- Opening Delimiter -
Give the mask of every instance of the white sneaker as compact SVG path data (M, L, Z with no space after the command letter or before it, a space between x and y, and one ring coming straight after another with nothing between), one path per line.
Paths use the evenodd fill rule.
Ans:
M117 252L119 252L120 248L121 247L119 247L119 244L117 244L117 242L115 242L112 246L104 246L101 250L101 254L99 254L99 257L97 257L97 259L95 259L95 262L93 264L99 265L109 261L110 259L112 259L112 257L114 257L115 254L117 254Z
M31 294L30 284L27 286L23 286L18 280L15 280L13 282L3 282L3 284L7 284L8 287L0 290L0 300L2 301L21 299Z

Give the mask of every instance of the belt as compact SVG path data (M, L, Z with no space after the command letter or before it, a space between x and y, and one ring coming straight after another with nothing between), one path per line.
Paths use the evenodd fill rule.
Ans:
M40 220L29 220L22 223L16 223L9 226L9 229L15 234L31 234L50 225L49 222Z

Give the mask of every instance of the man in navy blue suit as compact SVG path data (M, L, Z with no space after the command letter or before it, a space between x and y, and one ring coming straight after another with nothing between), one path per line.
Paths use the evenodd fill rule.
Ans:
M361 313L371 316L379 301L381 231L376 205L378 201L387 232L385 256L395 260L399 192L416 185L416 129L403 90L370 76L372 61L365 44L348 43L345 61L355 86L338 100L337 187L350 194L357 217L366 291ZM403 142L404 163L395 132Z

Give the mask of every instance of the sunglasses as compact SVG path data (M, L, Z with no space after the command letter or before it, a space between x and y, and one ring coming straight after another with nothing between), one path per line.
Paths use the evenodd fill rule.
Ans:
- Closing Delimiter -
■ **Problem requirements**
Word for word, copy the listing above in its entirety.

■ **Problem solution**
Give the mask of every instance of the white sneaker as compact SVG path data (M, L, Z with no space after the command letter or before it, a space between x and y, and one ring coming straight after another with nothing between), one path per line.
Paths use the evenodd fill rule.
Ans:
M117 252L119 252L120 248L121 247L119 247L119 244L117 244L117 242L115 242L112 246L104 246L101 250L101 254L99 254L99 257L97 257L97 259L95 259L95 262L93 264L99 265L109 261L110 259L112 259L112 257L114 257L115 254L117 254Z
M31 294L30 284L27 286L23 286L18 280L15 280L13 282L3 282L3 284L7 284L8 287L0 290L0 300L2 301L21 299Z

Give the mask of every instance of the belt as compact SVG path data (M, L, Z with no space after the command letter or before it, a space between x and y, and one ring coming straight after another with nothing between), one path per line.
Paths use the evenodd fill rule.
Ans:
M40 220L29 220L22 223L16 223L9 226L9 229L15 234L31 234L50 225L49 222Z

Give the mask of every instance of the man in navy blue suit as compact SVG path data (M, L, Z with no space after the command letter or before it, a space between x and y, and one ring coming straight after another with nothing between), one path per line.
Paths use the evenodd fill rule.
Ans:
M361 313L371 316L379 301L381 231L376 205L378 201L387 232L385 256L395 260L399 192L416 185L416 129L403 90L370 76L372 61L365 44L348 43L345 61L355 86L338 100L337 187L350 194L357 217L366 291ZM403 142L404 163L395 132Z

Give the mask of every instance of the sunglasses as compact SVG path data (M, L, Z with no space after the command letter or before it, a space between x and y, and one ring coming straight after another with nothing between), one path per line.
Paths use the evenodd fill rule.
Ans:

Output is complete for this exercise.